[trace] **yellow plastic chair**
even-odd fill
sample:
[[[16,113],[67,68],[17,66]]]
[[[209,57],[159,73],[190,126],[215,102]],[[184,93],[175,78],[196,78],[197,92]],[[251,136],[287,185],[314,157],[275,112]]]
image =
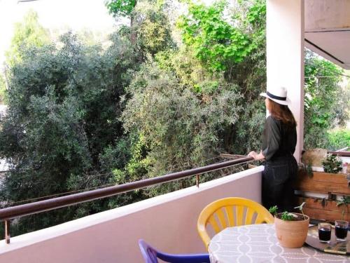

____

Turn the lines above into a Markdown table with the columns Row and Line, numbering each non-blank line in order and leaving out any pictures.

| Row | Line |
|---|---|
| 1 | [trace] **yellow plastic chair** |
| 2 | even-odd fill |
| 3 | sample: |
| 4 | [[[16,113],[67,68],[17,66]]] |
| 5 | [[[209,57],[159,73],[190,126],[215,102]],[[184,93],[175,78],[196,78],[197,92]],[[251,136],[287,185],[314,157],[275,112]]] |
| 6 | image = |